Stored rows |
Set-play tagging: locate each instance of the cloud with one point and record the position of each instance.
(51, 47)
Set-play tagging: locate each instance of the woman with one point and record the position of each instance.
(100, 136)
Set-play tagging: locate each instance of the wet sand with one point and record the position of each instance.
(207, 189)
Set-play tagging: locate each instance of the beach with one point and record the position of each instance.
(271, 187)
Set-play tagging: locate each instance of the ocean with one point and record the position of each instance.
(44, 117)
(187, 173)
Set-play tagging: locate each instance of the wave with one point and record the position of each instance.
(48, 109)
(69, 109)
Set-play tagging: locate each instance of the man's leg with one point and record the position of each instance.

Given problem | Print every line above again, word for word and unchanged.

Completed exercise |
Set-play tagging: locate each instance of the cloud with one point and record the position of each instance.
(51, 47)
Set-play tagging: locate each instance of the woman with one point and record the position of each instance.
(100, 136)
Set-play tagging: locate each instance of the wet sand with one point and record the position of each instance.
(207, 189)
Set-play tagging: locate each instance of the beach with one point and record the position of each instance.
(271, 187)
Set-play tagging: locate each instance of the ocean with one point and record the position of each instance.
(44, 117)
(187, 173)
Set-play tagging: locate each instance of the wave with one point and record the position of each instance.
(48, 109)
(69, 109)
Set-play tagging: locate each instance of the man's leg with one point and record the position of each instance.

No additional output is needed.